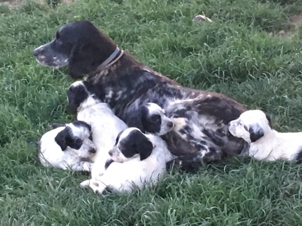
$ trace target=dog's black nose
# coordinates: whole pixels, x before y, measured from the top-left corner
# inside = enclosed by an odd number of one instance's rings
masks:
[[[37,49],[34,49],[34,51],[33,51],[33,54],[35,56],[37,56],[39,55],[39,50]]]

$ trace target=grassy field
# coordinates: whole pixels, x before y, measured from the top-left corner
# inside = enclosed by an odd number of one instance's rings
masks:
[[[203,12],[213,23],[192,22]],[[300,12],[301,0],[0,5],[0,225],[302,225],[302,167],[294,164],[234,158],[105,196],[79,187],[86,174],[43,167],[36,141],[50,123],[75,118],[66,108],[72,80],[32,53],[61,25],[88,20],[182,84],[261,108],[279,131],[300,131],[302,25],[291,22]]]

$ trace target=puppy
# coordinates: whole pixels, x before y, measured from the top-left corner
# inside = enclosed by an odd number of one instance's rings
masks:
[[[147,103],[142,105],[139,110],[143,132],[160,136],[172,130],[173,123],[165,115],[165,110],[158,105]]]
[[[106,161],[110,156],[109,150],[114,145],[117,136],[128,127],[115,116],[108,104],[101,102],[87,90],[82,81],[74,83],[67,92],[71,111],[77,112],[78,120],[91,126],[92,140],[96,153],[92,160],[94,162],[91,170],[92,178],[101,175],[105,170]]]
[[[92,164],[89,160],[95,153],[90,126],[76,120],[65,125],[55,124],[53,128],[42,136],[39,142],[38,156],[42,165],[64,169],[71,167],[74,170],[90,171]]]
[[[130,193],[155,184],[165,171],[170,155],[160,137],[129,128],[121,132],[109,154],[113,161],[104,174],[90,181],[96,193]]]
[[[302,133],[277,132],[272,128],[269,118],[260,110],[243,112],[230,122],[229,130],[248,143],[248,154],[257,159],[302,162]]]

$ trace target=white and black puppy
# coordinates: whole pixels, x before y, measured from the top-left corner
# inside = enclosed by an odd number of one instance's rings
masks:
[[[78,120],[91,126],[92,140],[96,148],[91,170],[93,178],[103,174],[106,161],[110,158],[108,152],[120,132],[128,127],[115,116],[107,104],[101,102],[89,93],[83,81],[72,84],[67,93],[69,107],[72,111],[77,112]]]
[[[165,115],[165,110],[154,103],[147,103],[141,106],[140,120],[143,132],[162,136],[170,132],[173,123]]]
[[[42,164],[90,171],[92,165],[90,159],[95,153],[90,126],[76,120],[65,125],[54,124],[53,127],[39,141],[39,158]]]
[[[165,172],[171,155],[160,137],[133,127],[119,134],[109,153],[114,162],[102,176],[90,182],[95,192],[130,193],[145,184],[154,185]]]
[[[229,127],[233,136],[249,144],[248,155],[257,159],[281,159],[302,162],[302,133],[280,133],[271,127],[270,120],[260,110],[242,113]]]

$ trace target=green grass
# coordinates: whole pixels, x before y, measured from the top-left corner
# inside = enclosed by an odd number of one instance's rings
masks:
[[[300,0],[81,0],[50,7],[0,5],[0,225],[302,225],[302,168],[233,158],[155,188],[102,196],[85,173],[43,167],[35,142],[66,110],[66,69],[31,51],[61,26],[91,20],[120,46],[191,87],[262,108],[279,131],[302,128]],[[120,4],[119,4],[120,2]],[[194,23],[204,13],[212,23]],[[292,36],[270,35],[291,29]]]

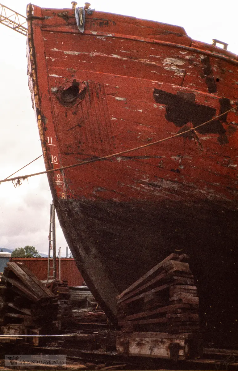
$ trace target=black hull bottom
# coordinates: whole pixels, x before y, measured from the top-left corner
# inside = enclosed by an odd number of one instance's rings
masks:
[[[204,344],[238,345],[237,211],[207,202],[70,199],[56,206],[79,269],[111,319],[116,295],[171,253],[184,253]]]

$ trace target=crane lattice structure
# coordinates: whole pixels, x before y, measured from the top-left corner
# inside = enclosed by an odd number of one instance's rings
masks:
[[[22,35],[27,35],[27,29],[24,25],[27,25],[26,17],[2,4],[0,4],[0,23]]]

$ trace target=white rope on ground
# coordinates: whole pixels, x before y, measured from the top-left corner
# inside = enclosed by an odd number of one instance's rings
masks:
[[[22,336],[22,337],[25,337],[26,336],[28,336],[29,338],[46,338],[46,337],[56,337],[63,336],[76,336],[77,335],[77,334],[66,334],[65,335],[0,335],[0,338],[2,338],[3,336],[6,337],[13,337],[16,338],[17,336]]]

------------------------------------

◆ **Goal of the exercise**
Copy all the entries above word for word, omitting the pictures.

◆ **Problem solution**
$ trace target=dog's black nose
# coordinates: whole pixels, x before y, measured from the top-left corner
# inside = enclosed by an odd number of one instance's rings
masks:
[[[37,49],[34,49],[34,51],[33,51],[33,54],[35,56],[37,56],[39,55],[39,50]]]

$ trace target=grassy field
# coordinates: whole pixels, x before y, measured from the top-left corner
# inside = enclosed by an odd number of one instance's rings
masks:
[[[203,12],[213,23],[192,22]],[[300,12],[301,0],[0,5],[0,225],[302,225],[302,167],[294,164],[234,158],[105,196],[79,187],[86,174],[43,167],[36,141],[50,123],[75,118],[66,108],[72,80],[32,53],[61,25],[88,20],[182,84],[261,108],[279,131],[300,131],[302,25],[291,22]]]

$ trace target=puppy
# coordinates: whole pixels, x before y, measured from the top-left corner
# inside = enclosed by an odd number of one instance's rings
masks:
[[[147,103],[142,105],[139,110],[143,132],[160,136],[172,130],[173,123],[165,115],[165,110],[158,105]]]
[[[106,161],[110,156],[109,150],[114,145],[117,136],[128,127],[115,116],[108,104],[101,102],[87,90],[82,81],[74,83],[67,92],[71,111],[77,112],[78,120],[91,126],[92,140],[96,153],[92,160],[94,162],[91,170],[92,178],[101,175],[105,170]]]
[[[92,164],[89,160],[95,153],[90,126],[76,120],[65,125],[55,124],[53,128],[42,136],[39,142],[38,156],[42,165],[64,169],[71,167],[74,170],[90,171]]]
[[[130,193],[155,184],[165,171],[170,155],[160,137],[129,128],[121,132],[109,154],[113,161],[104,174],[90,181],[96,193]]]
[[[302,133],[277,132],[272,128],[269,118],[260,110],[243,112],[230,122],[229,130],[248,143],[248,154],[257,159],[302,162]]]

$ trace target=white and black puppy
# coordinates: whole pixels, x before y, measured from the top-left corner
# inside = enclosed by an odd number of one instance's rings
masks:
[[[78,120],[91,126],[92,140],[96,148],[91,170],[93,178],[103,174],[106,161],[110,158],[108,152],[120,132],[128,127],[115,116],[107,104],[101,102],[89,93],[83,81],[72,84],[67,93],[69,107],[72,111],[77,112]]]
[[[165,115],[165,110],[154,103],[147,103],[141,106],[140,120],[143,132],[162,136],[170,132],[173,123]]]
[[[42,164],[90,171],[92,165],[90,159],[95,153],[90,126],[76,120],[65,125],[54,124],[53,127],[39,141],[39,158]]]
[[[165,172],[171,155],[160,137],[133,127],[119,134],[109,153],[114,162],[102,176],[90,182],[95,192],[130,193],[145,184],[154,185]]]
[[[229,127],[233,136],[249,144],[248,155],[257,159],[281,159],[302,162],[302,133],[280,133],[271,127],[270,120],[260,110],[242,113]]]

$ trace target=green grass
# coordinates: whole pixels, x before y, measured from the top-left corner
# inside = enclosed by an odd number of one instance's rings
masks:
[[[300,0],[81,0],[50,7],[0,5],[0,225],[302,225],[302,168],[233,158],[155,188],[102,196],[85,173],[43,167],[35,142],[66,110],[66,69],[31,51],[61,26],[91,20],[120,46],[191,87],[262,108],[279,131],[302,128]],[[120,4],[119,4],[120,2]],[[194,23],[204,13],[212,23]],[[292,36],[270,35],[291,29]]]

$ trace target=black hull bottom
# coordinates: whole pixels, x before y, measured from the top-left corner
# inside = enclosed by an odd number of one instance's rings
masks:
[[[204,344],[238,345],[237,211],[207,202],[70,199],[56,206],[79,269],[111,319],[116,295],[171,253],[184,253]]]

$ trace target=crane lattice structure
# coordinates: whole pixels, x before y, measured from the top-left corner
# inside = enclosed by an odd number of one instance's rings
masks:
[[[22,35],[27,35],[27,29],[24,25],[27,25],[26,17],[2,4],[0,4],[0,23]]]

$ trace target=white rope on ground
# coordinates: whole pixels, x before y, measured from the top-left corner
# inside = enclosed by an odd number of one instance's rings
masks:
[[[22,336],[22,337],[25,337],[26,336],[28,336],[29,338],[46,338],[46,337],[56,337],[63,336],[76,336],[77,335],[77,334],[66,334],[65,335],[0,335],[0,338],[2,338],[3,336],[6,337],[13,337],[16,338],[17,336]]]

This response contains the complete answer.